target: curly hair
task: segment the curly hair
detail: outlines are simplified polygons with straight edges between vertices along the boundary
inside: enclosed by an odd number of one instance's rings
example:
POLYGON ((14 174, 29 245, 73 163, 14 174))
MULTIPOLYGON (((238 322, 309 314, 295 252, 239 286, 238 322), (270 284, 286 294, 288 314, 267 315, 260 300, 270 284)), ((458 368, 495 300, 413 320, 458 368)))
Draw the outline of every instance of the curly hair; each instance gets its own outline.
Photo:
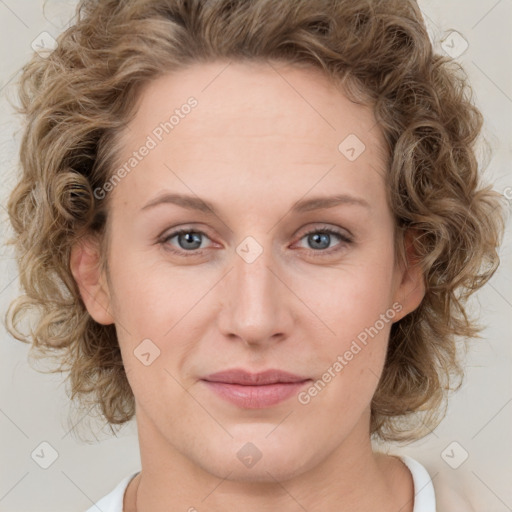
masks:
POLYGON ((69 372, 71 401, 101 411, 111 429, 135 414, 115 326, 89 316, 70 253, 86 234, 108 237, 109 197, 94 190, 115 169, 142 87, 201 62, 275 61, 319 69, 373 109, 389 157, 395 254, 406 261, 414 230, 426 293, 392 325, 370 432, 407 441, 436 426, 463 378, 458 337, 480 337, 466 301, 499 265, 505 222, 501 194, 481 183, 483 116, 467 75, 434 52, 415 1, 82 0, 57 43, 18 83, 26 125, 8 213, 23 294, 5 319, 31 355, 54 355, 52 371, 69 372), (28 334, 26 311, 36 314, 28 334))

───

Requirement: Output each line of the listing above, word for word, from the one holding "detail: outlines are" through the last line, both included; omit the pictures.

Exercise response:
detail: outlines are simplified polygons with straight edges between vertices along the boundary
inside: enclosed by an odd number of one instance's rings
example:
POLYGON ((14 174, 29 245, 73 163, 14 174))
MULTIPOLYGON (((238 322, 309 314, 295 252, 239 286, 238 322), (270 284, 286 294, 288 314, 267 315, 260 300, 270 284)), ((458 368, 495 300, 413 320, 458 368)))
Draw the outline of every instance of the curly hair; each instance gets its own outline.
Photo:
masks:
POLYGON ((69 372, 71 401, 101 411, 111 429, 135 414, 115 326, 89 316, 70 253, 86 234, 108 237, 109 197, 94 190, 115 169, 142 87, 201 62, 275 61, 319 69, 373 109, 389 157, 395 254, 406 261, 414 230, 426 293, 392 325, 370 432, 407 441, 436 426, 463 378, 458 337, 480 337, 466 301, 499 265, 505 222, 501 194, 481 183, 483 116, 467 75, 434 52, 415 1, 82 0, 57 43, 18 83, 26 125, 8 213, 23 294, 5 319, 31 355, 54 355, 52 371, 69 372), (28 334, 26 311, 36 314, 28 334))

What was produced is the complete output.